Written task - Find the line that contains "Practice step: find the wooden support" and print it and every line after it, exactly, please.

Input for this task -
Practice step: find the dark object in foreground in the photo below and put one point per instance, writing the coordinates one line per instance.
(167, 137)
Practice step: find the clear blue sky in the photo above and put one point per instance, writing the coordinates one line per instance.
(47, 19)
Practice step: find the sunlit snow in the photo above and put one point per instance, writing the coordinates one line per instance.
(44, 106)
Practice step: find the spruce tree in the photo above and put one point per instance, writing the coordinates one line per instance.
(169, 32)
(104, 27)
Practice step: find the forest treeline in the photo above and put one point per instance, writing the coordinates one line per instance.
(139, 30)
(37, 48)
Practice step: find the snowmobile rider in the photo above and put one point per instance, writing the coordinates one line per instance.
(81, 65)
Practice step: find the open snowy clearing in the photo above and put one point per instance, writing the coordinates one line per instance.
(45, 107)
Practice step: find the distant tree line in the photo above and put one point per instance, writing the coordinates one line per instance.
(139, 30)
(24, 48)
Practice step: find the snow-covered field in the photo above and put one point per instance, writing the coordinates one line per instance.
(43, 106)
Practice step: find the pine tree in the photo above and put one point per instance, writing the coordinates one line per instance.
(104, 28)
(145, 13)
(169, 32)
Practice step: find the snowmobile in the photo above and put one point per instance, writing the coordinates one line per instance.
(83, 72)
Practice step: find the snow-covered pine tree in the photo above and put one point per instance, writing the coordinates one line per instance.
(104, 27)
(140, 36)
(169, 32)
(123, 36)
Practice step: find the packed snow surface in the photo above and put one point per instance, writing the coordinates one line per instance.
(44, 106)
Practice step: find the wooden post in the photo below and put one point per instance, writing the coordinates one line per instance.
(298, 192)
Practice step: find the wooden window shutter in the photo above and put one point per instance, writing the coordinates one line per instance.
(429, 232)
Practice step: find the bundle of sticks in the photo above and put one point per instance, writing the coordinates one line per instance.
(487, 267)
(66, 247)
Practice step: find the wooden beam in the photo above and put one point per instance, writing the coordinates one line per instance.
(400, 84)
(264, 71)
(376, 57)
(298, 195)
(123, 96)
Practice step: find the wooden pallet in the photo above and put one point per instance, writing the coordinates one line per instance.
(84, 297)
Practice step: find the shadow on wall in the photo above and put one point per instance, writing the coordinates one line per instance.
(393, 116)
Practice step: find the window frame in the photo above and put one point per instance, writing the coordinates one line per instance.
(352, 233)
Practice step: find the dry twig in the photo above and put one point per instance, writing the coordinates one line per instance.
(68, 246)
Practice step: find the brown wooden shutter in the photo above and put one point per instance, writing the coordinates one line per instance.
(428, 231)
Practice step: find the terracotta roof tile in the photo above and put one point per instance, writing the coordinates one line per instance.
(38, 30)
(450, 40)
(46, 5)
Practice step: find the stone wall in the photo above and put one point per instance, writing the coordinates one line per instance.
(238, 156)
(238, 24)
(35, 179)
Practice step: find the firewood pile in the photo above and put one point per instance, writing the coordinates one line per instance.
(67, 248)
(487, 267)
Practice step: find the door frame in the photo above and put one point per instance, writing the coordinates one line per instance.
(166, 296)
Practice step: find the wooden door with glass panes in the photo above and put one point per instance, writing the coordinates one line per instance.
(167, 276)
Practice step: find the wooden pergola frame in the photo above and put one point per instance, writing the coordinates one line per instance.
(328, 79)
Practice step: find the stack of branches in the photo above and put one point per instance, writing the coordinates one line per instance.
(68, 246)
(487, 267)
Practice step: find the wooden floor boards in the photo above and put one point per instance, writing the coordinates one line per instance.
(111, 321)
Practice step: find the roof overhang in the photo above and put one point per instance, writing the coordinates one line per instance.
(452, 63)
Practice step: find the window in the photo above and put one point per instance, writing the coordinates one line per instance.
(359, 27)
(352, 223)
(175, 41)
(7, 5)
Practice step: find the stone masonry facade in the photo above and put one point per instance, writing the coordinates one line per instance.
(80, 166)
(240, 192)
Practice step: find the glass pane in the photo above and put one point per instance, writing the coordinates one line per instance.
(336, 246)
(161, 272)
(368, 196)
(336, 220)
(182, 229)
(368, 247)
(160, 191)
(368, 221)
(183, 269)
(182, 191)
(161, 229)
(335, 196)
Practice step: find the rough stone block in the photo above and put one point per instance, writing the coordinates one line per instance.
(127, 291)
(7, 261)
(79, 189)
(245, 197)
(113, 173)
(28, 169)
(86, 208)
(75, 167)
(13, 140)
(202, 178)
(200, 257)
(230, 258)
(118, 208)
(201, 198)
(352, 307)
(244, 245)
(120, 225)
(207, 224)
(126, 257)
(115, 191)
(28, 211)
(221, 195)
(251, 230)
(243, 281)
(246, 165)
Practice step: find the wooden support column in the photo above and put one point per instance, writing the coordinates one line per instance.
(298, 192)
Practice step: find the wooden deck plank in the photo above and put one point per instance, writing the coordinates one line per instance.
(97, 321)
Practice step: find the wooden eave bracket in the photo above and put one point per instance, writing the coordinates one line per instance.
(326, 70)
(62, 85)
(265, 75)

Written solution -
Practice step: find the wooden support column in the photo above and put one point per instance, writing the coordinates one line per instance.
(298, 192)
Practice step: find the wooden deck plank in the photo above and put one point per instance, writing the coordinates one line per instance.
(97, 321)
Practice step: find the wooden eave bracket in the photo above and put one point per instance, writing the coordinates one line per instance.
(326, 70)
(62, 85)
(265, 75)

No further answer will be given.